The impact from the pandemic also means that we’re moving towards a global recession with many countries having officially entered a recession, along with potentially negative interest rates. Now more than ever, banks need to consider where their revenue is going to come from. There is value in the merchant relationship, through payments themselves in the first instance, but also the ecosystem around the data from payments. Banks are in a better position than anyone to lean on their vast data pools and use it to their customer’s advantage.
As the world grapples with the realities of living in the “new normal”, and the various restrictions enforced to curb the spread of the virus, business models and strategies that were viable only six months ago have now been turned on their head. Among the many effects of COVID-19, this unprecedented change has highlighted a need for greater collaboration between banks and fintechs.

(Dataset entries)
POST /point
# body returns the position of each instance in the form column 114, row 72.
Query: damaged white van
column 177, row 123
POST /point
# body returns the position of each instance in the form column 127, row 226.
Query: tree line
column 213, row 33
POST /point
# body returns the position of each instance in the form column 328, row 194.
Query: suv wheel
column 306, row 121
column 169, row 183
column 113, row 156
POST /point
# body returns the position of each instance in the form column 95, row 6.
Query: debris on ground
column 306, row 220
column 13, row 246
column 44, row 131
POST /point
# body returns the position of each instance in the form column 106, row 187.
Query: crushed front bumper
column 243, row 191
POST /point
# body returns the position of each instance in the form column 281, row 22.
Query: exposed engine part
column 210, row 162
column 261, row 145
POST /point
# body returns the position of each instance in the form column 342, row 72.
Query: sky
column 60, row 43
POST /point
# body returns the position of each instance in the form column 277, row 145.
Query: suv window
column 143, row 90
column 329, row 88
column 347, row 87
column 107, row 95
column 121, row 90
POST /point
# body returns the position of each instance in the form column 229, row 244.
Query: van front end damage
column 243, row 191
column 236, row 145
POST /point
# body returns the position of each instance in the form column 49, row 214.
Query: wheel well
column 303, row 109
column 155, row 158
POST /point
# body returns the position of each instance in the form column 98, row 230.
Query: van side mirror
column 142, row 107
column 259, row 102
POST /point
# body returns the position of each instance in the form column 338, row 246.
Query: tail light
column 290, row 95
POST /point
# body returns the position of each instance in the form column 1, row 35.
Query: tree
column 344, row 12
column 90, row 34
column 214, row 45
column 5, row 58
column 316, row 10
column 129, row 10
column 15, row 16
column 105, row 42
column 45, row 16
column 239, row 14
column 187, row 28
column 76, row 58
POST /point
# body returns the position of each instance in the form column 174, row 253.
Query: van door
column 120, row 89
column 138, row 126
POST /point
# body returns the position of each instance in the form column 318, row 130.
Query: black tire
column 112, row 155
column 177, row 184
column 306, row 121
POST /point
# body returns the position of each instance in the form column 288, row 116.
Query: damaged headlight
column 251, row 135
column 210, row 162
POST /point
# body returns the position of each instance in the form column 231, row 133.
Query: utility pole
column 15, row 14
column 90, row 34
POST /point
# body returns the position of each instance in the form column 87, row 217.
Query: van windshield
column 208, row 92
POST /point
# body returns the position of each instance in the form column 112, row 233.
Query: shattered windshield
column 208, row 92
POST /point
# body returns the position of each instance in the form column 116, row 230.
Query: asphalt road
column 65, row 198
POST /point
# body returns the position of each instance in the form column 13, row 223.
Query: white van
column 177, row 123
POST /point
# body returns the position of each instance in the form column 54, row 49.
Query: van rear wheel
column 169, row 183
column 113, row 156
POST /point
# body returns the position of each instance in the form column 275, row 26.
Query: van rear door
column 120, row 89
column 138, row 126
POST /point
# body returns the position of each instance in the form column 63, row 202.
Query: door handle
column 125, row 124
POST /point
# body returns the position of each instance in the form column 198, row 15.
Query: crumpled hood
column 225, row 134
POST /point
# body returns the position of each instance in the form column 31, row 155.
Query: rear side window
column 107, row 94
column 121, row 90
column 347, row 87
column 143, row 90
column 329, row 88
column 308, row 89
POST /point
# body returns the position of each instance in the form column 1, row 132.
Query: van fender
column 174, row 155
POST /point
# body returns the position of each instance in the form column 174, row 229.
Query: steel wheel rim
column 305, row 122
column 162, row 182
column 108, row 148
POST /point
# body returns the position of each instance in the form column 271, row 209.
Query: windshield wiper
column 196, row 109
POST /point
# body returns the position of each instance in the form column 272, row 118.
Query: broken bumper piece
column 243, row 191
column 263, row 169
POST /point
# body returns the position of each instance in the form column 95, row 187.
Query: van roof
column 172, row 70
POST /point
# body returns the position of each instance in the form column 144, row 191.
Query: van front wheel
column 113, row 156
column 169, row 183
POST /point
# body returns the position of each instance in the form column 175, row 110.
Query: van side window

▶ PROBLEM
Continue the passage on banks and fintechs during the pandemic, starting after its last sentence. None of the items are needed here.

▶ ANSWER BOX
Either unable or unwilling to visit their local high street shops under lockdown restrictions, many people turned instead to online retail. At the height of the crisis, global daily ecommerce sales rose by an incredible 66 percent. And with almost three quarters of British consumers reluctant to venture out in the run up to Christmas, 56 percent said they’d do more shopping online than they have in recent years. But for those that do brave the high street, concerns that the use of cash could spread the virus have led to an increase in the use of contactless payment methods. According to Barclaycard, 90 percent of face-to-face transactions carried out in April 2020 were contactless.
By working more closely with technology companies, banks can devise innovative solutions that will not only help support consumers and businesses in these trying times, but also facilitate their own digital development.
Banks across the world are realising the benefits of partnering with a collaborative Fintech. NatWest, for example, worked with Pollinate and software developers Endava to create Tyl by NatWest, a merchant payment platform that enables small businesses to accept contactless, and telephone payments either in-store, over the phone, or using a mobile terminal. The same team also created Payit™ by NatWest, which by allowing customers to make instant online payments to participating retailers, without the use of a debit or credit card, results in a fast, simple and, importantly in the current climate, safe payment experience. Most recently, National Australia Bank (NAB) entered a multi-year partnership with Pollinate to transform its merchant acquiring offering for SMEs across Australia.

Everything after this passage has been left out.